Coordinate annotation entries:
════════════════

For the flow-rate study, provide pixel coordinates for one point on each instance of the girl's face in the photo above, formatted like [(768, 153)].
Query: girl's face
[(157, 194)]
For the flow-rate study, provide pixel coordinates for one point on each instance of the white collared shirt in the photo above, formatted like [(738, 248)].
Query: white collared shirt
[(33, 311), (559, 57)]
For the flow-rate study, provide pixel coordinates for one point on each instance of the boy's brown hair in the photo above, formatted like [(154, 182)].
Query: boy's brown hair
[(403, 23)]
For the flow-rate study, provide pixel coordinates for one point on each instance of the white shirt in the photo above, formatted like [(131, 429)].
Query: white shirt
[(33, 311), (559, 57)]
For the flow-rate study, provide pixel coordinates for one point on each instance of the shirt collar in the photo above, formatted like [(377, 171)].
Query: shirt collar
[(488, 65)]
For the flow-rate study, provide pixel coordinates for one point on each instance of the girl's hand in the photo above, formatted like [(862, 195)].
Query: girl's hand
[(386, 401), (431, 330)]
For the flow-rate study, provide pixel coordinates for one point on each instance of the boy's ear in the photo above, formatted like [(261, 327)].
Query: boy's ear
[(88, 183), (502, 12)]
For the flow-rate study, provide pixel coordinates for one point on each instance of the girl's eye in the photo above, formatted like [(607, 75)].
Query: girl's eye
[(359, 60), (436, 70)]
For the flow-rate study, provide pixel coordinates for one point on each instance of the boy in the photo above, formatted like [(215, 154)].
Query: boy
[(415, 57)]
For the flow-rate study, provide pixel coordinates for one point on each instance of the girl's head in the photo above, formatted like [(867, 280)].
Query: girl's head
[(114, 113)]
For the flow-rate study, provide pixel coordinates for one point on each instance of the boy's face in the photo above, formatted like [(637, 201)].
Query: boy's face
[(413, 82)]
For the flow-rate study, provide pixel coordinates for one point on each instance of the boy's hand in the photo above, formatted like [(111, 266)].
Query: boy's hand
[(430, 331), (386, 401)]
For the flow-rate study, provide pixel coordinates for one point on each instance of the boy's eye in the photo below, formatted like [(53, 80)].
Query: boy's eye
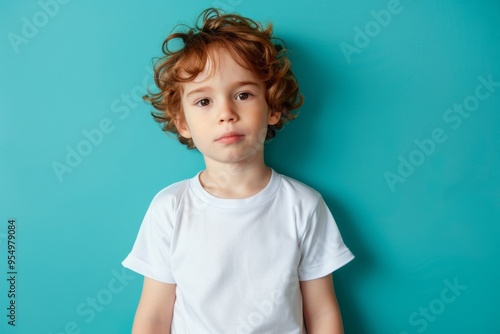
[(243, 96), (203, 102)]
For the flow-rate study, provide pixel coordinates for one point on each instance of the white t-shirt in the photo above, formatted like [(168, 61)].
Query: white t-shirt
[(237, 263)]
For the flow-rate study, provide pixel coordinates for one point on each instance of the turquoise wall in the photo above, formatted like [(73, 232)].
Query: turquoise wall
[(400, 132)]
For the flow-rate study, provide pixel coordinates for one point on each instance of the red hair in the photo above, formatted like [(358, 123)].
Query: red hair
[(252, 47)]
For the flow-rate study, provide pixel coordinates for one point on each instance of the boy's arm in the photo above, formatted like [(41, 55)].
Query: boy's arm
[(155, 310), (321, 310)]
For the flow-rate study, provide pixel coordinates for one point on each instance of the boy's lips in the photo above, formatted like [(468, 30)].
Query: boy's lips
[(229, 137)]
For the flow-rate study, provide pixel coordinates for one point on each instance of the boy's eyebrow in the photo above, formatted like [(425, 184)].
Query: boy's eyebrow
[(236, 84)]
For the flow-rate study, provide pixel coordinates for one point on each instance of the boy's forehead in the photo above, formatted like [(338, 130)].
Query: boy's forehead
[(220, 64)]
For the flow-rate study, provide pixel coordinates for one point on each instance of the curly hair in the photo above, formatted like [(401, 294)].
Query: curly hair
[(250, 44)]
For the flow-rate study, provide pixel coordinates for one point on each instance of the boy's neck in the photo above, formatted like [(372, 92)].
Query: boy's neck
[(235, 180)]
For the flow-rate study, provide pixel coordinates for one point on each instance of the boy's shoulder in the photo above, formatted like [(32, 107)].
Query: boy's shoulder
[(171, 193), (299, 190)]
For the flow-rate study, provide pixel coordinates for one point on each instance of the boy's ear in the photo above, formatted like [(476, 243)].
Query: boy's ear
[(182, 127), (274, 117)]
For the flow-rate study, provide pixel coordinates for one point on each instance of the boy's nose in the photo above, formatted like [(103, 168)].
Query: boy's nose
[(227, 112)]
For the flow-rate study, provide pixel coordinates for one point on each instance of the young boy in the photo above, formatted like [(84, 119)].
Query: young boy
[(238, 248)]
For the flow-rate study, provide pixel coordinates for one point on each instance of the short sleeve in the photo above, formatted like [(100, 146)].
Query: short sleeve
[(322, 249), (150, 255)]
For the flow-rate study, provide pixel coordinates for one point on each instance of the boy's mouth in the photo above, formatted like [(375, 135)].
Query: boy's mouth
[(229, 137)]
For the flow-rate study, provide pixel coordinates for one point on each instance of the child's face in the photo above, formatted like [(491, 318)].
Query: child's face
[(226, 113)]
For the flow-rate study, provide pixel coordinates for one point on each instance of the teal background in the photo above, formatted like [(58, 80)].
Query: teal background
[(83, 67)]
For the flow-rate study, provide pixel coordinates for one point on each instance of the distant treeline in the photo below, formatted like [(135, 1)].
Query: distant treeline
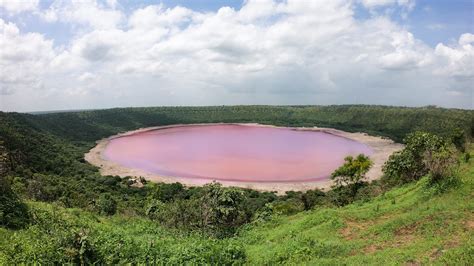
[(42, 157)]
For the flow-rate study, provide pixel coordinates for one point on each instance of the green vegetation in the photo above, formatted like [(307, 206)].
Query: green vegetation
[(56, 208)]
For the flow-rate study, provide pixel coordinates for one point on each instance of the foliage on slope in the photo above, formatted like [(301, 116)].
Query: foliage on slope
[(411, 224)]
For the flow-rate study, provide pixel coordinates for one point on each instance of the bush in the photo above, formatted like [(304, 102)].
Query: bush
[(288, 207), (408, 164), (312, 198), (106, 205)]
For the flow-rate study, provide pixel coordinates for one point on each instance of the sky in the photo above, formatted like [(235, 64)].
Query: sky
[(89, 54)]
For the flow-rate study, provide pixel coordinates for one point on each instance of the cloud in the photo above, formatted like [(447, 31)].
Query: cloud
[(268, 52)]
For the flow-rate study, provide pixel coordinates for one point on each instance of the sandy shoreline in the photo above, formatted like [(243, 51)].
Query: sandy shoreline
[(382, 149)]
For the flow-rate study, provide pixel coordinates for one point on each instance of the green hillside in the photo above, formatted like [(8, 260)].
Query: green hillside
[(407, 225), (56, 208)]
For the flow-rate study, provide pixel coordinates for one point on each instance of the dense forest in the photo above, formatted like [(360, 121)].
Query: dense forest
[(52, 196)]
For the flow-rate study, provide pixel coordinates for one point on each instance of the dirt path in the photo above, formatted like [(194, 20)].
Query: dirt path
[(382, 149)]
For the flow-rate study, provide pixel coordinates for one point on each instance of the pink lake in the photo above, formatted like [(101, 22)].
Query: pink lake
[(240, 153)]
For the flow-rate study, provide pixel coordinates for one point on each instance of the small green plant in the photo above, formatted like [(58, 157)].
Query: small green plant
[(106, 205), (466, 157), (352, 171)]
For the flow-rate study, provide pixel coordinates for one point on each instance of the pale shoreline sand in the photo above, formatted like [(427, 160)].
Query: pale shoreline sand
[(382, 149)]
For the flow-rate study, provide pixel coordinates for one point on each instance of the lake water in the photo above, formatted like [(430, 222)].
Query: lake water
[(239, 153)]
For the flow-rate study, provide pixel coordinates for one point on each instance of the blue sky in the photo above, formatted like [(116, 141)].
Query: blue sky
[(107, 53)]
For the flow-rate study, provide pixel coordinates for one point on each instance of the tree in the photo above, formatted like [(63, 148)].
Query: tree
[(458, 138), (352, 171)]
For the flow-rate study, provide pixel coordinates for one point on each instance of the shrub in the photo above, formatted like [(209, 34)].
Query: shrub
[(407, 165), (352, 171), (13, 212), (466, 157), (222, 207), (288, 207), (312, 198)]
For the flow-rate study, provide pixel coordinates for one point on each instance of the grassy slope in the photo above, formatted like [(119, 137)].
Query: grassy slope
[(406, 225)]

════════════════

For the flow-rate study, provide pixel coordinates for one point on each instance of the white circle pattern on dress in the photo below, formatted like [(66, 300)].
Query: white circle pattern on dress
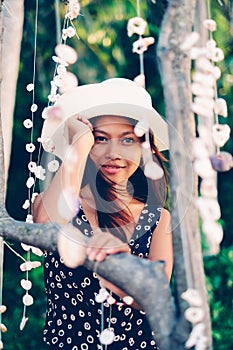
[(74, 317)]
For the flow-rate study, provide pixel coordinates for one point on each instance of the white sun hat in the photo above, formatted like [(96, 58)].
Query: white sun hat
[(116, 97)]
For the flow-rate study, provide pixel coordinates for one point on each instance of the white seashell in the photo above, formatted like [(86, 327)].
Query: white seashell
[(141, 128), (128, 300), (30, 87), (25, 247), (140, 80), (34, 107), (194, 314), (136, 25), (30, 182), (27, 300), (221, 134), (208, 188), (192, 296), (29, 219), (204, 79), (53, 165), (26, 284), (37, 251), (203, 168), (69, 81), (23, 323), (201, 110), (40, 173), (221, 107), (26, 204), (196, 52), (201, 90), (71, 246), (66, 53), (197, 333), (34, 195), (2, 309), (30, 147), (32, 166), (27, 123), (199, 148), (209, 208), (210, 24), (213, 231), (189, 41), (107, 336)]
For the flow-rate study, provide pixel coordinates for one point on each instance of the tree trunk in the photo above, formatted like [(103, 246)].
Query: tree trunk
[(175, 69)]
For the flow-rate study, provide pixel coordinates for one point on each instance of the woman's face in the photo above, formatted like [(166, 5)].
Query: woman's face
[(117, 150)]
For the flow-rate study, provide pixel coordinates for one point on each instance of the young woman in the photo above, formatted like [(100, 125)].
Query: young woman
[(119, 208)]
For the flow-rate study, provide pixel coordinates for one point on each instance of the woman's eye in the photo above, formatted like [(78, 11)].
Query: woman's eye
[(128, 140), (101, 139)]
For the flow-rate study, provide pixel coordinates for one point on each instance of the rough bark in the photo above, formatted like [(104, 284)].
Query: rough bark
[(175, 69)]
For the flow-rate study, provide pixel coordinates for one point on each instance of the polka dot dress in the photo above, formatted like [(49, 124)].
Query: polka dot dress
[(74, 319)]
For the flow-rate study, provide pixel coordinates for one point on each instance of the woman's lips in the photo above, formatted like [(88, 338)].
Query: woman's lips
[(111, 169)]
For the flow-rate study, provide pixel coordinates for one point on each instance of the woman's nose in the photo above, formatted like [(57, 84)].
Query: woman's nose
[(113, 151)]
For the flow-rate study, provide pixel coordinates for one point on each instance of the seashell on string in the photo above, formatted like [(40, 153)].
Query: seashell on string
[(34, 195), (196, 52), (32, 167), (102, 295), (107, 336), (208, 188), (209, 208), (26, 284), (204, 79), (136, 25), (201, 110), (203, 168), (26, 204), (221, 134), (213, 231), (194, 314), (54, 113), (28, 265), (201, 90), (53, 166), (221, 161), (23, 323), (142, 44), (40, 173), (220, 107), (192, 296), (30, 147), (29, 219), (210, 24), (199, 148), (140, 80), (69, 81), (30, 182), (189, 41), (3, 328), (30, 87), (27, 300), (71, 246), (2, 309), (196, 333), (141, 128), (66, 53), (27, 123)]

════════════════

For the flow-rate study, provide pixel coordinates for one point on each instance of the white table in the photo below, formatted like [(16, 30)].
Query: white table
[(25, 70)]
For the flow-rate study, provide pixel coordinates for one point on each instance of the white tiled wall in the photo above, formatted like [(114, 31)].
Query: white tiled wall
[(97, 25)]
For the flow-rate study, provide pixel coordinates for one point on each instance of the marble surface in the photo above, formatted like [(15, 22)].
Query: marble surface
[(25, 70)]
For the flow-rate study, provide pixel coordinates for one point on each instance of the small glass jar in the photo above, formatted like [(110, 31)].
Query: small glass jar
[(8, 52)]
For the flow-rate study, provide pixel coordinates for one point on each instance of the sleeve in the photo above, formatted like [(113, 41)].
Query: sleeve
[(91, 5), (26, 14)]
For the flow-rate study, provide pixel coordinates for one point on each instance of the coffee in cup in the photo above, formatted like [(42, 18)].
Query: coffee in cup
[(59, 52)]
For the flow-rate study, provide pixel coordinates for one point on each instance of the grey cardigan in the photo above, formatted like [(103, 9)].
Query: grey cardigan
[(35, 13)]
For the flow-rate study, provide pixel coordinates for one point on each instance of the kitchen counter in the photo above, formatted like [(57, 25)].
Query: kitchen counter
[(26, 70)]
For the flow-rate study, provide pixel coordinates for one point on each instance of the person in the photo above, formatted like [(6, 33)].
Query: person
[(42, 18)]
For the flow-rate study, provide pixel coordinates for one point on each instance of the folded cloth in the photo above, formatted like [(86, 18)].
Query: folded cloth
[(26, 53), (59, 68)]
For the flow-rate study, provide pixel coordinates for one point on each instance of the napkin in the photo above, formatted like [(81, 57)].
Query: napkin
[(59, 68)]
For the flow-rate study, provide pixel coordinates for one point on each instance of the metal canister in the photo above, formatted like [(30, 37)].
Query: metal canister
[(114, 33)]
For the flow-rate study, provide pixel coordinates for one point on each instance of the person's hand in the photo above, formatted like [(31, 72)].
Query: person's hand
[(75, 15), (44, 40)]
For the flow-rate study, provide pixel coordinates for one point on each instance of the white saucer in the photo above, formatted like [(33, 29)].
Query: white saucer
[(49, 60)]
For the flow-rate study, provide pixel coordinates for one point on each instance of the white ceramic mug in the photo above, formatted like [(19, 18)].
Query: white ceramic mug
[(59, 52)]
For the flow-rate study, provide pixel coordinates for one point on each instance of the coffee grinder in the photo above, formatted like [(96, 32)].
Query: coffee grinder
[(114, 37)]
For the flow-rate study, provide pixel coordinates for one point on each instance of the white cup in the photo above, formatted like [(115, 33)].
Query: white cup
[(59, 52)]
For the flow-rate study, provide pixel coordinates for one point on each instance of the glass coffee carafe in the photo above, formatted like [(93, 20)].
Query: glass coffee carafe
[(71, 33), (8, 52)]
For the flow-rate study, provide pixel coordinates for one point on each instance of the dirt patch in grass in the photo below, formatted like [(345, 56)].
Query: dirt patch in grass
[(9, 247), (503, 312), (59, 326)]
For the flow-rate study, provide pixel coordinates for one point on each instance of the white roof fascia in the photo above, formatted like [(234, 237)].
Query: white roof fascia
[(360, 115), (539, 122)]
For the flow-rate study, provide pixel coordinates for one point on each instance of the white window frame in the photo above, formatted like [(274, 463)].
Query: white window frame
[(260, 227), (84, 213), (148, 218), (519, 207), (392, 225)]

════════════════

● **Problem details**: Please write out everything in the listing from the line containing "like [(57, 84)]." down to the line containing "[(113, 151)]", word for word and including both of those lines.

● **Answer below**:
For the flow-rate study, provide pixel coordinates for one point on each instance of the woman's nose in the photo above, formatted like [(57, 84)].
Query: woman's nose
[(113, 151)]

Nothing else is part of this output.